* Point labeling data based on photos

================================

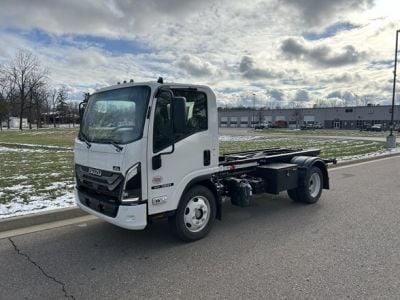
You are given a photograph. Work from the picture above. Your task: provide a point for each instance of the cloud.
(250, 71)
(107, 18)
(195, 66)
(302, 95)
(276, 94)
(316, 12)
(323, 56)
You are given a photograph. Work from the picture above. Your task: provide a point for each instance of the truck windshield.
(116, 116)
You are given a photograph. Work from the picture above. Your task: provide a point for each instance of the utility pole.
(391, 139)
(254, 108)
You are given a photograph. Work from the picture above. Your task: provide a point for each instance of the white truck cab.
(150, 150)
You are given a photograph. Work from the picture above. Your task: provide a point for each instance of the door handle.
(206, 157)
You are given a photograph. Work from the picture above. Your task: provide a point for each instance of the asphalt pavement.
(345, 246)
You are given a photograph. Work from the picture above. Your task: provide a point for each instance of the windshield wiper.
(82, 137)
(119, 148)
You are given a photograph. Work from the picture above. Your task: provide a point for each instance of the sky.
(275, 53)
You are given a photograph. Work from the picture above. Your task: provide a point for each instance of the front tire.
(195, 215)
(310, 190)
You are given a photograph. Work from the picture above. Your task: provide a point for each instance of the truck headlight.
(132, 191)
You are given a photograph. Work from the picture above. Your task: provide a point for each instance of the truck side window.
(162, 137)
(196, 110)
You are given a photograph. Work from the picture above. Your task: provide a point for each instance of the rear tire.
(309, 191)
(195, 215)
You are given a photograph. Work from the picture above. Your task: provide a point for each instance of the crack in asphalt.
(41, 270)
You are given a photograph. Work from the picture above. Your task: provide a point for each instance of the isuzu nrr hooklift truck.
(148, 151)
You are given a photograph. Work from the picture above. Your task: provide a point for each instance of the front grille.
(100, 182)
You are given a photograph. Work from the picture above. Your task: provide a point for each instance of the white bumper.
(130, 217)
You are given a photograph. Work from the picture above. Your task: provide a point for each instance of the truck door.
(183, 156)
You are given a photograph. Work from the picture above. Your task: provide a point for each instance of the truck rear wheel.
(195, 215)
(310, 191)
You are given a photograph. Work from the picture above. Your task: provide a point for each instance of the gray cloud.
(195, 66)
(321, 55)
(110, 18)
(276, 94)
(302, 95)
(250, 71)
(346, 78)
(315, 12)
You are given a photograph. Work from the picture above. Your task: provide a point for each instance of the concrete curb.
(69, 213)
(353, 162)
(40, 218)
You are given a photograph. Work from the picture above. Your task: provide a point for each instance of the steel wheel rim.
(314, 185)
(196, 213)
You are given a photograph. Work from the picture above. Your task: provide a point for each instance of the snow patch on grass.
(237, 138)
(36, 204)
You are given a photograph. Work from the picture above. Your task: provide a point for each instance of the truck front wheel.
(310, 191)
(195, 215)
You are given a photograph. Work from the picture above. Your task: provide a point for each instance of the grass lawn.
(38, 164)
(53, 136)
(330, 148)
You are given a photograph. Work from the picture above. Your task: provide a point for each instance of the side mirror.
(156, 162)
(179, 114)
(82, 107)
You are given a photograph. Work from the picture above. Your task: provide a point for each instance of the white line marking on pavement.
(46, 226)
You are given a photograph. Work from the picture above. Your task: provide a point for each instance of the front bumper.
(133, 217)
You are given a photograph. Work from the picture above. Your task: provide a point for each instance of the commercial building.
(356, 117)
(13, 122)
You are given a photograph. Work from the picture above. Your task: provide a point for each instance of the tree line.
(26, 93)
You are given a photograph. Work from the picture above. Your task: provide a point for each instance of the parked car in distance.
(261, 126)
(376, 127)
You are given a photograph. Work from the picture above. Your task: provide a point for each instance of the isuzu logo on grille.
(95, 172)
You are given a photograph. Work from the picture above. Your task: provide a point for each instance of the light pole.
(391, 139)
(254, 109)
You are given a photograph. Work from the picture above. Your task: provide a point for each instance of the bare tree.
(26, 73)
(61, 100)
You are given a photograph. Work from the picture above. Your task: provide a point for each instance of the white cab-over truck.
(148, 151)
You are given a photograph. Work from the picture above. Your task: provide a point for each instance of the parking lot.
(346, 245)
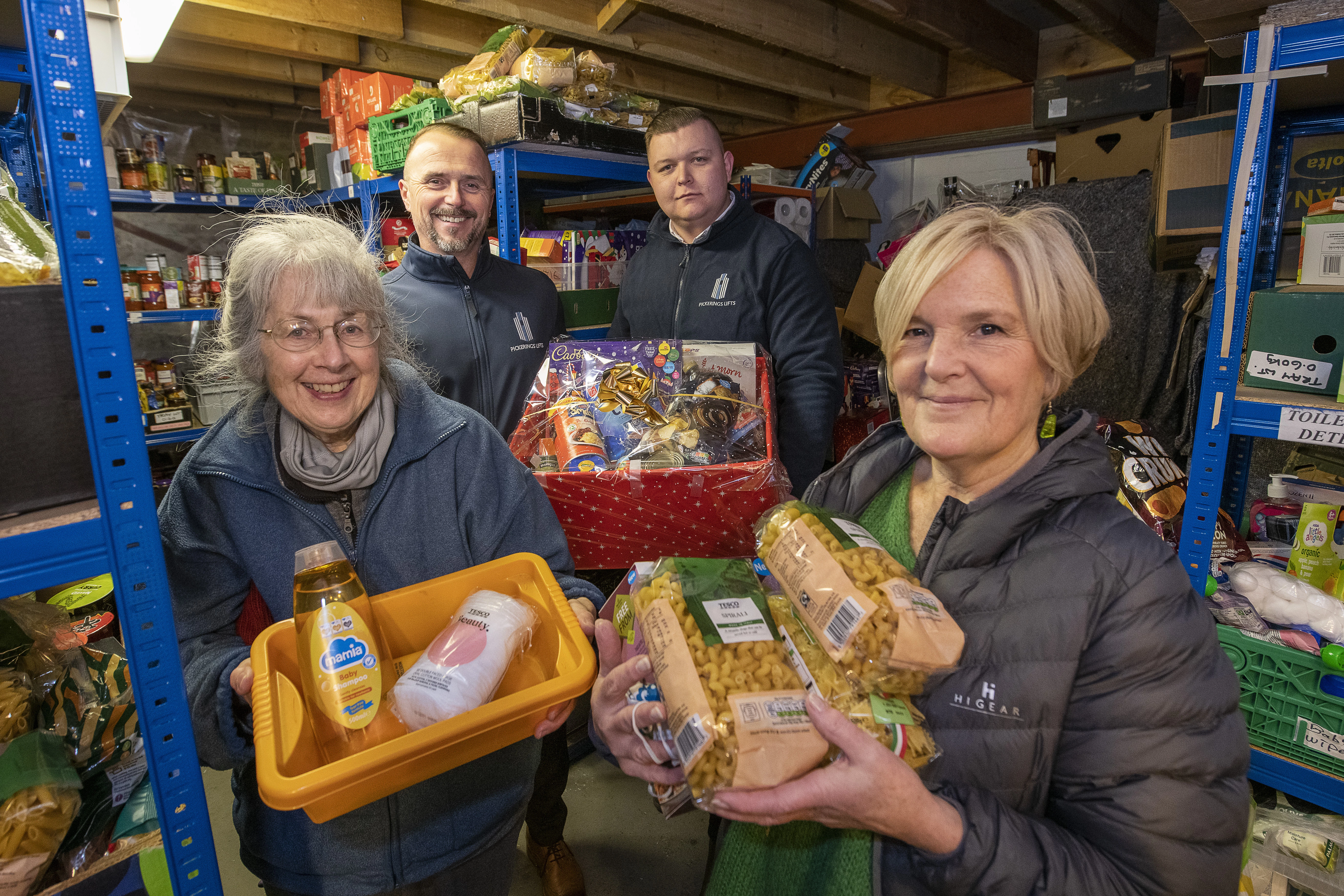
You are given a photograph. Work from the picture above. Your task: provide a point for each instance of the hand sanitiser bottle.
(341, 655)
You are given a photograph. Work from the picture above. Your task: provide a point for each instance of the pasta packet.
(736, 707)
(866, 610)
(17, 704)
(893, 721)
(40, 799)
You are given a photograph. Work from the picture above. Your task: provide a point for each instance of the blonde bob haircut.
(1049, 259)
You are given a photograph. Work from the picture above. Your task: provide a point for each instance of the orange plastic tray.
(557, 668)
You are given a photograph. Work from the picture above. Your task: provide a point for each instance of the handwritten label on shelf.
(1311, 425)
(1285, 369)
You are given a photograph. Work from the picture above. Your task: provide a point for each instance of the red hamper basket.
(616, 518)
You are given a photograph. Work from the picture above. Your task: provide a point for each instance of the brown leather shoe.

================================

* PROBLEM REQUIREMENTS
Copy out all the records with every "photograph" changed to "image" and nothing else altered. Leave the pictures out.

* ANSWER TO THIS EXERCISE
You are given a image. Work from the picture above. Your task: provide a point for each instance of the cloud.
(250, 71)
(107, 18)
(195, 66)
(302, 95)
(276, 94)
(316, 12)
(323, 56)
You are given a image. Work from the picture above. Your task: provide a point for each instance of the truck windshield.
(116, 116)
You are given a image. Work from the picture above. Your task: provide a point for each instance of the utility pole.
(391, 139)
(254, 108)
You are given a image. Work from the picture above. Your task: provide a point for each instance of the white truck cab.
(150, 150)
You are given a image. Work from the picture above. Your task: provide a point for each instance of the door handle.
(206, 157)
You are given a image. Work from the picture above. Your task: provide a point for each instance of the asphalt pavement.
(345, 246)
You are given a image. Work from the picture above. Your task: provide a point for each instance of the windshield wiper.
(82, 137)
(119, 148)
You are given a image. Work from the picture above. Your task: provide a point for each instance of the sky.
(275, 53)
You are given a image. Work from the picture above. Your task: provide a point for each instance of the front tire.
(195, 215)
(310, 190)
You are given a image. Work from the picture above. Your task: provide a point for each instance of the truck headlight.
(132, 191)
You are given a image. Work from the picture above. Your task: provide a point for each instance of the truck side window.
(162, 137)
(196, 110)
You are given a image. Work from the picture above. Your task: provide a point for each instance of the rear tire.
(309, 191)
(195, 215)
You are given a image. Work from the picture above. Your task: provide a point for each instance of the crack in asphalt.
(41, 270)
You are given a image. Work from the picture above. Your task: provide a point for each instance of the isuzu nrr hooklift truck.
(148, 151)
You are given a image. Work from the picture above. Your task: provide a point for each instance of the front grille.
(100, 182)
You are given a image. Work from the picture above. Your task: provide a point for each instance of the white bumper.
(130, 217)
You are given a image. Work from the picture above. Your task: provide a point for each instance of the truck door.
(183, 156)
You are given a image. Work from the picture above. Your task: provide a point for each instance of the truck rear wheel.
(195, 215)
(310, 191)
You are given a image. Work from the picture above. Your task: provide a point for each instance of the gray cloud.
(195, 66)
(321, 55)
(110, 18)
(276, 94)
(302, 95)
(250, 71)
(346, 78)
(315, 12)
You are given a image. Work from the picture above. Your task: provide a point for each instance of the concrete curb.
(69, 213)
(353, 162)
(40, 218)
You are given a image. Work from the picture above. Your task: provide a point for each instance of the steel wheel rim.
(314, 185)
(196, 213)
You are given a image. Work from the picture above. Your task: provide a point for each instance of the snow patch on grass.
(237, 138)
(36, 204)
You are given a image. Work from the picture above. Your task: provide a point for each instance of the truck front wheel.
(310, 191)
(195, 215)
You are given a image. Work from the picture above. Your task: provide a point for each instance of the grass lawn.
(38, 164)
(53, 136)
(330, 148)
You are given a image. Work from the picture above. Your task: provide a point for each instance of the side mirror.
(156, 162)
(179, 114)
(82, 107)
You are given a image. Work from the picture above. Your task: provide a point for each instance of the white line marking on pavement.
(46, 226)
You are given a image. Work from the picture above. Your task: provide a point for each instance of the front bumper.
(133, 217)
You are given a image. Work from the picture above. Your task: provide a point for each instance of the commercial building.
(356, 117)
(13, 122)
You are given a image. Work from the picture above. Your task: provide a point for each instance of the tree line.
(26, 93)
You are given a image. Work from the picture above. Your task: provide a point for each instance of the parked car in distance.
(261, 126)
(376, 127)
You are given a image. Work from the picture above. Your task: provide a point for each instance of the isuzu logo on grille.
(95, 172)
You are given a image. Work from the picture above. Your task: provide a point for each instance of the light pole.
(391, 139)
(254, 109)
You are given a image. Work from the picture above. Your task: provide a point for each instance of the bare tree.
(26, 73)
(61, 100)
You are given a image. Work from the picture above. Your task: provide a point for each instance of the white cab-over truck.
(148, 151)
You are given a image. Work from the picture above. Your task: provide a point for each instance of the parking lot.
(346, 245)
You are given a image. Work from the picture above. Your task: provide a point for each instance of the hand sanitiser bottle.
(341, 655)
You are given a image. Work from the picture above. Your task: provide a point for each instance of the pasta packet.
(736, 707)
(866, 610)
(17, 704)
(893, 721)
(40, 799)
You are given a image. Work from the picture above. Your task: provide a point for each instance of the blonde bob haircut.
(1049, 259)
You are given a image. Work from the picture above. Your task: provide a point for each instance of the orange plastic tray.
(557, 668)
You are given a image. Work from the picture above. Your task: provide a point for each instance of the handwritten label on shelf.
(1311, 425)
(1285, 369)
You are given a image. Work from the picture above. Your task: provide a point for each instance of the red hamper basket.
(616, 518)
You are given a image. Work from the picture above. Your task: provide a point for each instance of the brown leather shoe.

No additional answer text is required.